[Stated problem] Set every line down exactly, from the one that has "Objective — set a marker on each instance of the station" through the final one, and keep the pictures out.

[Location annotation dataset excerpts]
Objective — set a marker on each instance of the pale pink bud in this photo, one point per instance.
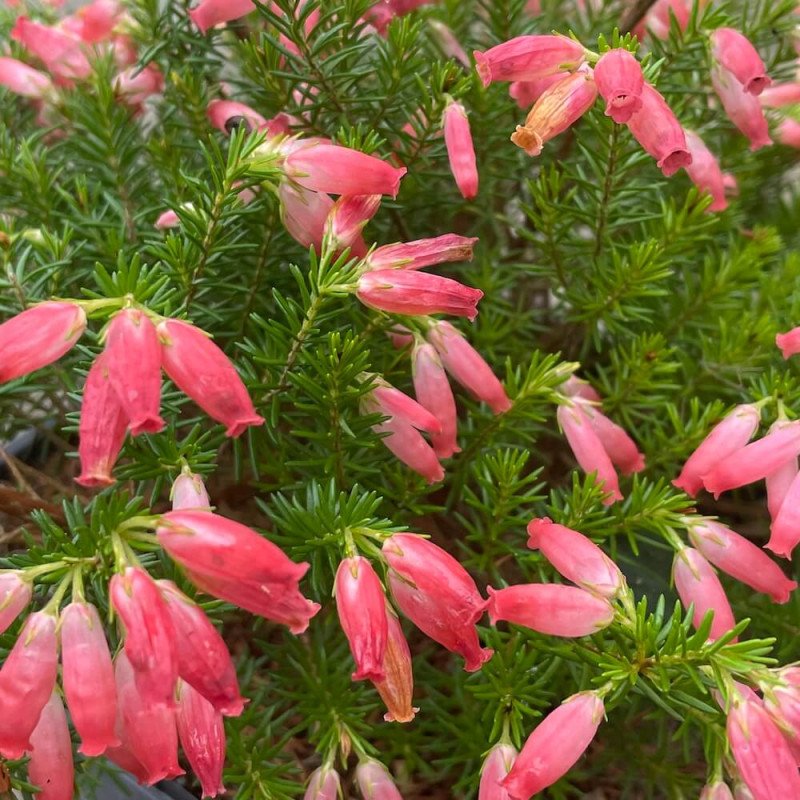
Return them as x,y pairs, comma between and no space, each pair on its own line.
556,110
698,584
527,58
202,736
576,557
26,683
205,374
741,559
51,766
620,82
555,745
88,678
460,150
437,594
133,362
734,52
727,438
468,367
38,337
658,131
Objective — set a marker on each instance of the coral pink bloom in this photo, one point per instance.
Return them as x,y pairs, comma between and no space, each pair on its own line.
361,606
460,150
38,337
340,170
205,374
658,131
528,58
727,438
26,683
754,461
741,559
434,393
550,608
133,362
734,52
742,108
468,367
576,557
203,658
103,426
209,13
15,594
202,736
620,82
556,743
588,449
51,766
437,594
88,678
556,110
149,635
698,584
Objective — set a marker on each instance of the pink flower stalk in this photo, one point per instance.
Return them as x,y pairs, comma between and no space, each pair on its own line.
103,427
734,53
437,594
149,635
576,557
527,58
467,367
588,449
51,767
15,594
361,606
698,584
201,733
340,170
27,679
559,107
203,658
88,678
742,108
210,13
556,743
38,337
658,131
741,559
728,437
205,374
620,82
133,362
460,150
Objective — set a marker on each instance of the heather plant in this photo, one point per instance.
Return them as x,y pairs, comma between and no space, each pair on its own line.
400,398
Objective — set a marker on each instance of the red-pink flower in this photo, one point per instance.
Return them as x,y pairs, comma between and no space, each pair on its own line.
38,337
620,82
734,53
698,584
88,678
557,109
205,374
556,743
202,737
26,683
527,58
727,438
437,594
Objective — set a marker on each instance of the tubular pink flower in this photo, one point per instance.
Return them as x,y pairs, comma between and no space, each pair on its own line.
527,58
437,594
205,374
88,678
556,743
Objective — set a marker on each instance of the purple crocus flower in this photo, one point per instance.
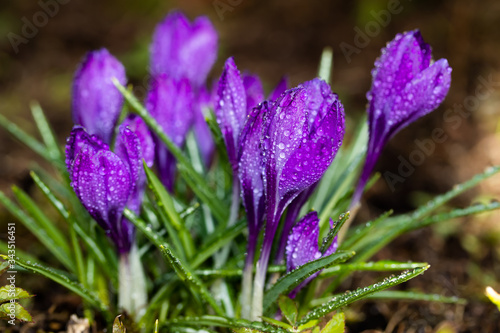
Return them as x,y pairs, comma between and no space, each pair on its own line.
253,90
302,247
406,85
170,102
96,103
301,135
251,173
106,182
279,89
182,49
231,108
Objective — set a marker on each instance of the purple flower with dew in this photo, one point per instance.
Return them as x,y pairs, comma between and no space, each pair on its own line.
291,216
231,108
134,143
201,131
254,91
406,85
250,173
182,49
280,88
302,134
302,247
96,103
170,102
106,182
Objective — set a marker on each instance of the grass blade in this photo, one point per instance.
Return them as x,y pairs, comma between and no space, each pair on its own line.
47,134
192,281
64,281
360,293
166,204
289,281
37,230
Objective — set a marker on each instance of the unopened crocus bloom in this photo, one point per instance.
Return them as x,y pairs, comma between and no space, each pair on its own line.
406,85
170,102
302,133
106,182
231,108
182,49
302,247
96,102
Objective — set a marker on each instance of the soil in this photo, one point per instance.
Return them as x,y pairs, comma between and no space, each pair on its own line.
275,38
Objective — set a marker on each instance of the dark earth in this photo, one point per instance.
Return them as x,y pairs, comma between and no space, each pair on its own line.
275,38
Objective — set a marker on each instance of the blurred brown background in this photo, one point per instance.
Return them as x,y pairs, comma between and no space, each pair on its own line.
286,37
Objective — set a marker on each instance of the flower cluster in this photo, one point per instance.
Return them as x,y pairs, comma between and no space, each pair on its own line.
279,147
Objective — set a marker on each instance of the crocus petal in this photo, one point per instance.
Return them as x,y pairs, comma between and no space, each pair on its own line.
304,137
279,89
254,91
96,103
170,102
102,183
184,50
302,247
231,108
77,139
139,127
251,168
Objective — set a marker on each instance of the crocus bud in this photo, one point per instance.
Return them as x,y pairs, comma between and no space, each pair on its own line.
96,102
231,108
104,183
406,85
182,49
302,133
279,89
302,247
134,144
253,90
251,172
170,102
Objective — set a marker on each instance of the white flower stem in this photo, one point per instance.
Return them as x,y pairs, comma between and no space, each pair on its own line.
132,293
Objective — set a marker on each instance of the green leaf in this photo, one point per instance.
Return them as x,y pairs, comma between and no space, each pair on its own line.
220,321
326,64
415,296
277,323
360,293
192,281
217,243
174,221
194,179
118,326
327,241
109,266
20,312
377,266
336,324
51,230
8,293
47,134
64,281
288,308
286,283
57,251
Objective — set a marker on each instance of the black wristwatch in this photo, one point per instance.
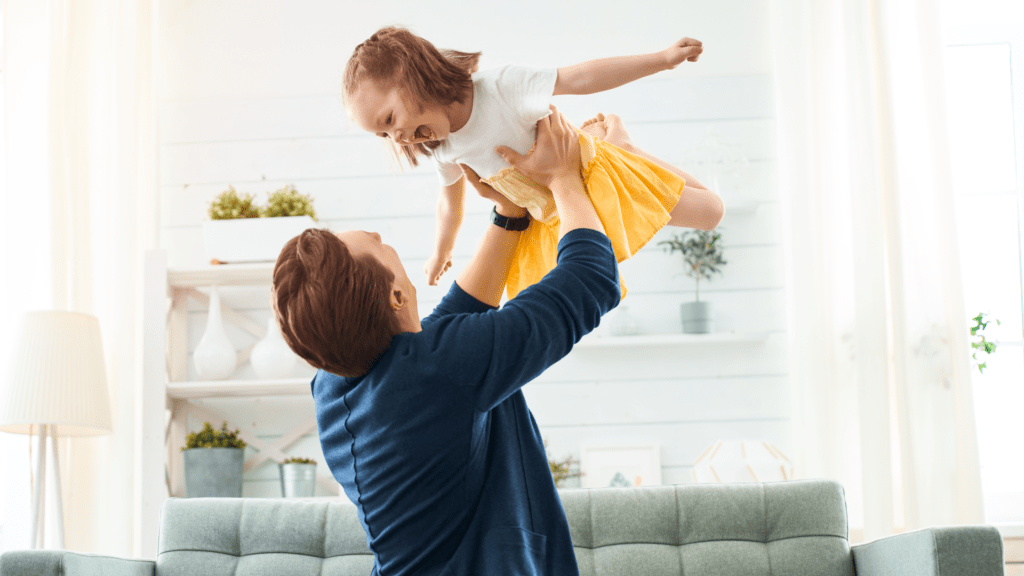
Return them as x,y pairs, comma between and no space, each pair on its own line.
514,224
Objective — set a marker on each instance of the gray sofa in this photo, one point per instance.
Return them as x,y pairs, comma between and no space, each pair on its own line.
792,528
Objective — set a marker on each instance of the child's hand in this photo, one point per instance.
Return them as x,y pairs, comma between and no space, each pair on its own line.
435,268
686,49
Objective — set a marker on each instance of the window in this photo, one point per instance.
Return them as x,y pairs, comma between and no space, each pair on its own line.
989,202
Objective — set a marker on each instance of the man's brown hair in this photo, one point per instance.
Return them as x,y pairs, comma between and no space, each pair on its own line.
394,55
334,310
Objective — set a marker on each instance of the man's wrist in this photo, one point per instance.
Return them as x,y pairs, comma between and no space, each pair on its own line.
565,182
511,224
510,211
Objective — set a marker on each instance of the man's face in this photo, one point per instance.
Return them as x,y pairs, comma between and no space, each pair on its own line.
361,243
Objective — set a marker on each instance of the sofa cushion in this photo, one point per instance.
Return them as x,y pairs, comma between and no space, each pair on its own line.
730,529
257,536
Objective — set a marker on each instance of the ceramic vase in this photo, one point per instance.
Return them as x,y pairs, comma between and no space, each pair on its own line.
271,358
696,318
623,323
214,357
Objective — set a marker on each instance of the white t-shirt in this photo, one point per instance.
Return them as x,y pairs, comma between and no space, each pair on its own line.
507,104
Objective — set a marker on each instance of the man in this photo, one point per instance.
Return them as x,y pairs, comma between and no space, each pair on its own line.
423,422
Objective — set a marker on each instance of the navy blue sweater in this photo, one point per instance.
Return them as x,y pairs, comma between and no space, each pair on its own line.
435,445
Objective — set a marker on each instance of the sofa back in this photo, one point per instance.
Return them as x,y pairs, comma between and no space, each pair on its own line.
797,527
751,529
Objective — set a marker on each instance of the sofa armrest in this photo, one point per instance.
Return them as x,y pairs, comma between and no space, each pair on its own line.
960,550
62,563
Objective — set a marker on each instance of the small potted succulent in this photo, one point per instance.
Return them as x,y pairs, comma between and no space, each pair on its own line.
701,257
213,462
241,231
298,478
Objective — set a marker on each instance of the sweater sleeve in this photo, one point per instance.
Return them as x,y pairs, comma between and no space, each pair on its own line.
456,301
496,353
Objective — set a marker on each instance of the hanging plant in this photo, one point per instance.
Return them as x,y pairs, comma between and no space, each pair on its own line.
978,341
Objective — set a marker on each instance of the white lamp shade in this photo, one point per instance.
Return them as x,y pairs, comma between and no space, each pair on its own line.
56,376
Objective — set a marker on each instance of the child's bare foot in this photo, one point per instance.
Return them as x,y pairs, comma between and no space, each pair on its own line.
595,126
615,132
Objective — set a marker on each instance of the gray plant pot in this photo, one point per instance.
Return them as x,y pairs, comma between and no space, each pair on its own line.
696,318
213,471
298,481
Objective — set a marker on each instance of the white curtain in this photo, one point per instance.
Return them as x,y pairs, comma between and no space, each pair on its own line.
880,351
95,174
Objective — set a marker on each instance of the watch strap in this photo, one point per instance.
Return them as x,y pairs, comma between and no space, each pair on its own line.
514,224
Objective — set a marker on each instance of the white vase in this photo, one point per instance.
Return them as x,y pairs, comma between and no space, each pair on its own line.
214,357
271,358
623,323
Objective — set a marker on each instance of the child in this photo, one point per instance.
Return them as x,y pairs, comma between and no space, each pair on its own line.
430,103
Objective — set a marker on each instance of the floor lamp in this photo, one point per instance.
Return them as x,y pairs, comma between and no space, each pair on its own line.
55,386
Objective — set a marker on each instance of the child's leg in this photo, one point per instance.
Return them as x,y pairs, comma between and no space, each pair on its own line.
697,207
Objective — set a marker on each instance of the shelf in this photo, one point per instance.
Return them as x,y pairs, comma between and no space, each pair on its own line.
222,275
674,339
239,388
741,208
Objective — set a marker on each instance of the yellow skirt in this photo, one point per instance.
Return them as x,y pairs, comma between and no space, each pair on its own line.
633,198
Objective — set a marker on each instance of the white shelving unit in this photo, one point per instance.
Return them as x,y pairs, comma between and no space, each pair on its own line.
604,342
167,387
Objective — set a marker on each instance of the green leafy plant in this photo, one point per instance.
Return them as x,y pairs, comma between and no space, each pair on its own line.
229,205
288,202
701,253
209,438
978,341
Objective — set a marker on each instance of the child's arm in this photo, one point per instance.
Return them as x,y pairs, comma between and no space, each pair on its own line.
450,207
605,74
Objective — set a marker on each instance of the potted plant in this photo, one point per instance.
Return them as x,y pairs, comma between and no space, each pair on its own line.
702,257
241,231
298,478
213,462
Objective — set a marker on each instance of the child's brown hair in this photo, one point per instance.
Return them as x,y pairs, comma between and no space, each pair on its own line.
395,55
333,309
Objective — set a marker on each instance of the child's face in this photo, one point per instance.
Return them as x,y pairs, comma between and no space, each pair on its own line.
392,113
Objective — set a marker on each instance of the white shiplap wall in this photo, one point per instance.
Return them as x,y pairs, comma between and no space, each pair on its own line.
249,96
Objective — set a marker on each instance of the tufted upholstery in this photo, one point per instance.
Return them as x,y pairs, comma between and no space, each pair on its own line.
755,529
250,536
788,528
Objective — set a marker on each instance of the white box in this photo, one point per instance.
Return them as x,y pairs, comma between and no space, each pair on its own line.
251,240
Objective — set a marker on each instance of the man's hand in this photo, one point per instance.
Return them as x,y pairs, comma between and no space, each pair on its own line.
435,268
502,204
556,154
686,49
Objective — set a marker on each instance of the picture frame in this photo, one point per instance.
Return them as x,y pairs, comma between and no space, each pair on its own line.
621,465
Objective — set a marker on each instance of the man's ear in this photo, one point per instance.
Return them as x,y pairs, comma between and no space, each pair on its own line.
398,299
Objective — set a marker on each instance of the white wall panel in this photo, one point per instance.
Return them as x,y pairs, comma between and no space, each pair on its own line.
246,48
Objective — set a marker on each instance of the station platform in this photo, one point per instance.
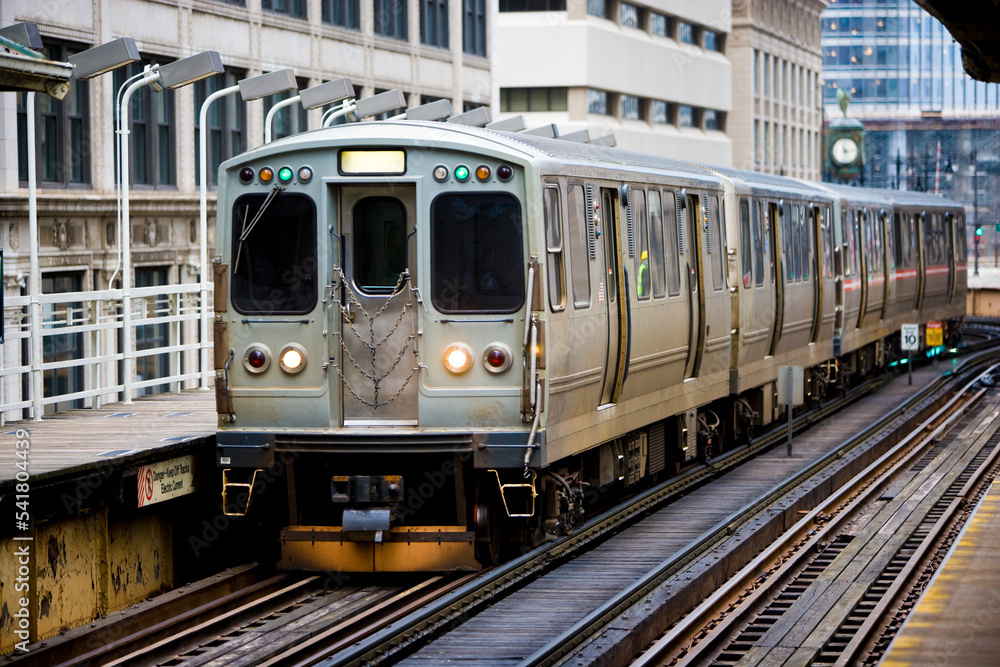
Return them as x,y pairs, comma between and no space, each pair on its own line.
957,620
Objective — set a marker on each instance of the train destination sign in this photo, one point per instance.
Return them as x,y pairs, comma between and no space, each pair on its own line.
910,337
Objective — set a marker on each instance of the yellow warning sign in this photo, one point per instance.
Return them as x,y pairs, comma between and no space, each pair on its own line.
935,334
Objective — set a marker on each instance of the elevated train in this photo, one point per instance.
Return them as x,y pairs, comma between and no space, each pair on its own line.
441,341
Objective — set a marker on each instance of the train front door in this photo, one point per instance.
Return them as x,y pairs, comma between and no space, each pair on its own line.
373,327
616,296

[Complete response]
Objective — set a marker on each instance of the station platform in this photo, one point per instance.
Return them as x,y pairs, comma between and no space, each pair on its own line.
957,620
Objective — set a marker on each instance of the train destination sign in this photo, one point per instance.
Return them as x,y pairs, comma between and no space, each pair on its own line.
910,337
Objective — set a marker on each instance of the yellow warning sign in this photo, one point per instance.
Return them as x,y pairs, comma between and no space, each pair on its own line.
935,334
Objective — set a marker on each instance of the elevated train in this photo, one point per instance.
Return them as x,y pairs, comma between and no space, each pair on its own line.
441,341
Objective — set a marker on each instance of the train front door in this photo, one point per instance.
Return them as x,y pairs, comma between and no space, each pair on its own line.
373,327
616,296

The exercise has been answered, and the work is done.